__Passage given__

--------------------

A looping header by Phil Jagielka just past the hour mark settled a keenly contested but poor game overall from Everton's perspective and condemned Reading to a seventh-successive defeat.
Seemingly gripped by a collective malaise or merely a complacent belief they merely had to turn up to win, the Blues showed precious little of the attractive passing football of which Moyes was boasting a few weeks ago. For long spells in this game they just couldn't find any attacking rhythm so it wasn't altogether surprising that a goal by a defender would prove to be the difference for David Moyes's side.
Having taken the decision to axe Yakubu for arriving back from the Africa Cup of Nations two days late, Moyes was able to deploy his favoured 4-1-4-1 formation with the inclusion of Tim Cahill, that despite his having flown more than halfway around the world just two days earlier following World Cup qualifying duty for Australia. Andy Johnson was tasked with spearheading the attack while Joleon Lescott moved to left back to accommodate the return of Joseph Yobo.
As they did at Blackburn last week, Everton took about 20 minutes to start getting into the game leaving Steve Coppell's side to take the early initiative. Steven Hunt gave Tim Howard a scare inside 60 seconds with a direct free kick that the American saw very late because of the sunshine in his eyes but he smothered the shot at the second attempt.
Kitson then headed Nickey Shorey's cross over the bar but while the Royals had the greater purpose early on, their deficiencies in the final third meant that Everton weren't really troubled. Neither was Marcus Hahnemann in the Reading goal, though, until the 20th minute when Johnson latched onto Mikel Arteta's forward pass and turned inside before shooting straight at the 'keeper.
But with no one seemingly willing or able to get the ball into the deck and make something positive happen, it made for a dismal spectacle and one which was earning the escalating frustration of the home crowd. Top-four fare it certainly was not.
The torpor of the first half was lifted only in the final few minutes before the break when great skill by Leon Osman to lose his marker enabled him to cut it back for Cahill but he shinned the bobbling ball embarrassingly wide. Former Blue, John Oster, then curled a free kick onto the roof of the net before Cahill connected with Arteta's first decent set-piece delivery of the half but headed inches over from close range.

--------------------

__Material supplied__

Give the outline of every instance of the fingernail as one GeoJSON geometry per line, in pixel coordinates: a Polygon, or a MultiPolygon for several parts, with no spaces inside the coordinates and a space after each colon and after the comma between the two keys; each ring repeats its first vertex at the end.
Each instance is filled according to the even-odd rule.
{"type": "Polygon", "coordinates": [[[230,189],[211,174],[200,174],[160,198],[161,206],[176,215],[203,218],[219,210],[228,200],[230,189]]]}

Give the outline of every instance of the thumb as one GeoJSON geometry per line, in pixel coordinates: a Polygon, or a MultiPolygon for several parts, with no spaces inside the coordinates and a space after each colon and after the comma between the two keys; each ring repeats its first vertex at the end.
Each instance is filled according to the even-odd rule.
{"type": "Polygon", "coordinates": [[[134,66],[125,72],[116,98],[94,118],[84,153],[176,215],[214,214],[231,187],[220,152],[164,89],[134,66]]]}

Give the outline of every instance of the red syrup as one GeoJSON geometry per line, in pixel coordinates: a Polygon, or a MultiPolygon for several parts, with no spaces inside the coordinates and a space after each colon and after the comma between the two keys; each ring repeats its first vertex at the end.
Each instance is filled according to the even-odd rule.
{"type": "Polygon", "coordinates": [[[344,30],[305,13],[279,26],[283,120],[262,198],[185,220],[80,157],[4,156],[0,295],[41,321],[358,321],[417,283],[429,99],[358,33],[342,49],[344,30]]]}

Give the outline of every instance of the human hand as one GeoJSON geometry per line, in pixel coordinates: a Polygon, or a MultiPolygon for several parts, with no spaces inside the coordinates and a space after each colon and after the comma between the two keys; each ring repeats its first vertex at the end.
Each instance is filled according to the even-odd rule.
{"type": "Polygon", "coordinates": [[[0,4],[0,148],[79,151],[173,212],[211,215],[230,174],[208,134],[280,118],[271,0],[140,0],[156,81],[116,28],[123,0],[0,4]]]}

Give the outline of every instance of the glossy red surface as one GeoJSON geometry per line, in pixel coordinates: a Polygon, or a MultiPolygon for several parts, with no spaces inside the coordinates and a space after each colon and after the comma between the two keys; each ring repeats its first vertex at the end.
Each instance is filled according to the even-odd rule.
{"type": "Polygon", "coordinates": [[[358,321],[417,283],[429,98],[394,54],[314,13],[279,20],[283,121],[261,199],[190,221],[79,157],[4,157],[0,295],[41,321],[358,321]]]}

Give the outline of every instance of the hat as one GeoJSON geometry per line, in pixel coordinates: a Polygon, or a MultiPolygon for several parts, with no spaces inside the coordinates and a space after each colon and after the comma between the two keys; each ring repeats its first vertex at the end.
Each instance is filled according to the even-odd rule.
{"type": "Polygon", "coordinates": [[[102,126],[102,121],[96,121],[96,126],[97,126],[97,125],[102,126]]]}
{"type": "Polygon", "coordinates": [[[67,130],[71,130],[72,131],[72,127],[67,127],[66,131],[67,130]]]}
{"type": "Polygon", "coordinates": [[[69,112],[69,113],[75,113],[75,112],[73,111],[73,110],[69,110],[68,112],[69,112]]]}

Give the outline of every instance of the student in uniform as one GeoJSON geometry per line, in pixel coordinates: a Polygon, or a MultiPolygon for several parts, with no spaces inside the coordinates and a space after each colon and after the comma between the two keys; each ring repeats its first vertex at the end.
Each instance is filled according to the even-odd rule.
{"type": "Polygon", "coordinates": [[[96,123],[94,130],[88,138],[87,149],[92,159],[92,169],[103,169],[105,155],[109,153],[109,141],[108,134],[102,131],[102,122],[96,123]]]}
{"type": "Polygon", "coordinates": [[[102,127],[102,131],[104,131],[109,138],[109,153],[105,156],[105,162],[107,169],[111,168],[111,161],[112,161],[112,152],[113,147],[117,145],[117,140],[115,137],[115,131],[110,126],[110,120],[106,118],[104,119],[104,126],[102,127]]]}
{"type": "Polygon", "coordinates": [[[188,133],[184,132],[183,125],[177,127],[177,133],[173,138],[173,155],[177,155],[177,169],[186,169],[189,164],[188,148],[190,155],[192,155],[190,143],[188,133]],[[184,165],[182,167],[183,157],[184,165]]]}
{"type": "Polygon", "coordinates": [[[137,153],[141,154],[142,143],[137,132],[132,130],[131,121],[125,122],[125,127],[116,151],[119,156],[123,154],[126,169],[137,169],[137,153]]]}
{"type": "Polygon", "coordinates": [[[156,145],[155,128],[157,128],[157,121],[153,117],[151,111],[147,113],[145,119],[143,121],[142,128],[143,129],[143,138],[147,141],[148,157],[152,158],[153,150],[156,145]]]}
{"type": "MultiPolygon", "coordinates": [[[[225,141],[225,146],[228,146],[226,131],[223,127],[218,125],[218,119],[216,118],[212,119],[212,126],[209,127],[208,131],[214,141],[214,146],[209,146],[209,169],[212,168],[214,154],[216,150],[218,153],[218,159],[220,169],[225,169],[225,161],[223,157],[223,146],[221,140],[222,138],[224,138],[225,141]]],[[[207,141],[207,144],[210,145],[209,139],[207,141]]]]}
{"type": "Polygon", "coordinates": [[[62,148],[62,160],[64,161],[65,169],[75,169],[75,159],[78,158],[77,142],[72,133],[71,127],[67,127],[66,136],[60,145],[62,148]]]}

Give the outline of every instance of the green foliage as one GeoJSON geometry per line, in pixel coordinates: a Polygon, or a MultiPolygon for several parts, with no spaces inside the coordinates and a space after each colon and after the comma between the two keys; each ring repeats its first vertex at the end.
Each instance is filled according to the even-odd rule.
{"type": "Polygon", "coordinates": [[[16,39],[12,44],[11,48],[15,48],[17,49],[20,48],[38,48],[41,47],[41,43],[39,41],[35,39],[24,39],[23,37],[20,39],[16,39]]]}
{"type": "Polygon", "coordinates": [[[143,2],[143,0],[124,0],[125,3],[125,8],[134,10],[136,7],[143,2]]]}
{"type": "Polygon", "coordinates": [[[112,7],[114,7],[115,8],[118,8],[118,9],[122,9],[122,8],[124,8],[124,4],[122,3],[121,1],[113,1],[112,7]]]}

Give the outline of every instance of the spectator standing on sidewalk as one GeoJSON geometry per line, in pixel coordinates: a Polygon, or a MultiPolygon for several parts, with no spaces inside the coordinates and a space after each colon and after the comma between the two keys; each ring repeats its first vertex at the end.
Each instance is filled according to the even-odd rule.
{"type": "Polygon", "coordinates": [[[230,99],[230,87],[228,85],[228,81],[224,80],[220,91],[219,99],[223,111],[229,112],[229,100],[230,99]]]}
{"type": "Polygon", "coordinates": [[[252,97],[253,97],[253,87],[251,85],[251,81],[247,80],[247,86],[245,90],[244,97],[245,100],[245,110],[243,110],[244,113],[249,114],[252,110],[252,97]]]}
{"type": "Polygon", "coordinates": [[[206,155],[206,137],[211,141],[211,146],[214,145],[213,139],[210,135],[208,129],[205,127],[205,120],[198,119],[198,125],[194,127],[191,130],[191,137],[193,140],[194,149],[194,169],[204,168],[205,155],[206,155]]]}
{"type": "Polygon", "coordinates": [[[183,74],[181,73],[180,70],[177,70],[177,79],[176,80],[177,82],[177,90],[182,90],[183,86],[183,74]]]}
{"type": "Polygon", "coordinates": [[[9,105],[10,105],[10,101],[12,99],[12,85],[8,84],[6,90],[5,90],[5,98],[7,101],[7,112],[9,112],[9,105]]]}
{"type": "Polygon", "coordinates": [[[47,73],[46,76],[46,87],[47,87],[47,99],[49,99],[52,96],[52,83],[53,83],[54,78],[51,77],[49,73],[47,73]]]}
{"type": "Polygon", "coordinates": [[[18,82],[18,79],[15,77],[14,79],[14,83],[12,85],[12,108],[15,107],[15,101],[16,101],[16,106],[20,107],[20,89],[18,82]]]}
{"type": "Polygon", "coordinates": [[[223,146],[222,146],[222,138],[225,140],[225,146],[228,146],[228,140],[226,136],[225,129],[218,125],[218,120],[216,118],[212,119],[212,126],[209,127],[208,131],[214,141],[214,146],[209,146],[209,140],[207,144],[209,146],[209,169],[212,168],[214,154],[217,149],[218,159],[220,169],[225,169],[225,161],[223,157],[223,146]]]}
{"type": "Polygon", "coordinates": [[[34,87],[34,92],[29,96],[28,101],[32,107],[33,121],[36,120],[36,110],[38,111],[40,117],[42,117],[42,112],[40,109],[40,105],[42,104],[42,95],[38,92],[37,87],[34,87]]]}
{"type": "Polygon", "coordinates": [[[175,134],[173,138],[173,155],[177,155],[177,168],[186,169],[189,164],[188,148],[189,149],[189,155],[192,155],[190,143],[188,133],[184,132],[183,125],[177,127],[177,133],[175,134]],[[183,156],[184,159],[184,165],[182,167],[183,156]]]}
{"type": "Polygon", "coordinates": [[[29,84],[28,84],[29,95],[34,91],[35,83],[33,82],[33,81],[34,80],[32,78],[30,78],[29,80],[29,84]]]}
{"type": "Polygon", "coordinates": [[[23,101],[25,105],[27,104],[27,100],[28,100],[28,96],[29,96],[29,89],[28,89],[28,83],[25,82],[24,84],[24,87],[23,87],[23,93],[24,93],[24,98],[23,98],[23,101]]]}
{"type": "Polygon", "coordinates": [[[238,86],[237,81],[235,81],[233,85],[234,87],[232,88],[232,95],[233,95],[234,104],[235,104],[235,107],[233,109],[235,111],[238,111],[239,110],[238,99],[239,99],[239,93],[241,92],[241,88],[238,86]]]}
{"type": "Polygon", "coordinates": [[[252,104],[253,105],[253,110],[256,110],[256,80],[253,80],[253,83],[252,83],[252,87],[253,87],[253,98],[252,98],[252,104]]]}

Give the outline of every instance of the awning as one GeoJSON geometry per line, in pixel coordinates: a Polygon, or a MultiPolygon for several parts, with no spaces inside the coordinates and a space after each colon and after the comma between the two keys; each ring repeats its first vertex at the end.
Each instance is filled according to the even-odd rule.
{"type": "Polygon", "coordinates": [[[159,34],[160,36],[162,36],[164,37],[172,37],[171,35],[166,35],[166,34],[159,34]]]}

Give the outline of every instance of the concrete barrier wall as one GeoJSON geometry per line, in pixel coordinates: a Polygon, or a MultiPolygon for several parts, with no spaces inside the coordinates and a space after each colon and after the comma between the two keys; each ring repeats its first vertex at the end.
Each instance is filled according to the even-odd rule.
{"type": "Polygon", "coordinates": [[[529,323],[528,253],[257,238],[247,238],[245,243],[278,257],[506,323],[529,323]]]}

--------------------

__Job 1__
Rewrite the paragraph of the match report that begins "Having taken the decision to axe Yakubu" as a short bulleted list that keeps its main facts.
__Job 2__
Answer these questions from the match report, one per line:
(a) Which player scored the deciding goal, and how did he score it?
(b) Who was playing in goal for Reading?
(c) What did John Oster do shortly before halftime?
__Job 3__
Carry on the match report from the point where it stops.

__Task output 1__
- Moyes dropped Yakubu for returning from the Africa Cup of Nations two days late.
- This let Moyes use his favored 4-1-4-1 formation, with Tim Cahill included.
- Cahill played even though he had flown more than halfway around the world two days earlier after World Cup qualifying duty for Australia.
- Andy Johnson led the attack.
- Joleon Lescott moved to left back to make room for the returning Joseph Yobo.

__Task output 2__
(a) Phil Jagielka scored it with a looping header.
(b) Marcus Hahnemann.
(c) He curled a free kick onto the roof of the net.

__Task output 3__
Whether it was because of injury or his relative anonymity in the first 45 minutes — in truth, he wasn't really worse than anyone else — Moyes removed Fernandes at the interval and went 4-4-2 with the introduction of James Vaughan.
The young striker immediately gave Everton some much-needed vitality. And after Lee Carsley had bobbled the first chance of the second period a few yards wide, Vaughan expertly escaped the clutches of Sonko by the touchline, drove inside and slid an inviting ball across the face of goal. Unfortunately, it skidded a couple of inches in front of Cahill's toe and also evaded Johnson at the back post.
Sensing the home crowd's annoyance and an opportunity given their hosts' lacklustre efforts, Reading stepped up a gear after that and started moving the ball about and getting the ball to the front two more quickly. But a couple of efforts by Kevin Doyle that went wide aside, they weren't able to really threaten.
Instead, Arteta found his range from corners on the left side and Everton made the breakthrough. Vaughan had headed one corner narrowly over and Cisse had been forced to head another behind before Osman picked up a clearance from a third corner in two minutes and lofted the ball over a defence in the process of stepping out. Unfortunately for them, both Doyle and Mateovsky were playing Jagielka onside and he looped a header over Hahnemann and into the far corner to break the deadlock.
The goal was just what Everton needed to emerge from their shell and start to take control of proceedings in the manner in which you'd expect from a team currently sitting fourth in the table.
The ball broke for Arteta in the area four minutes after the goal and he pushed it wide of his marker to Johnson but the striker's cross-cum-shot was blocked. Then, Osman's attempted cross from the left flank bounced off the face of the crossbar and was picked up by Arteta on the other side. The Spaniard skipped inside two players and shot but his effort was closed down.
The Blues were still poor overall, though, with Howard resorting once again to punting high balls towards the front two, Neville giving the ball away at almost every opportunity, Carsley looking uncharacteristically lead-footed, Arteta double-marked and Cahill drifting in and out of proceedings.
Once again, it was the precocious talents of Vaughan that intermittently livened up the affair and with 14 minutes left he collected a cross from the right with his back to goal, flicked it up and delivered a stunning overhead kick that Hahnemann palmed behind for a corner at full stretch.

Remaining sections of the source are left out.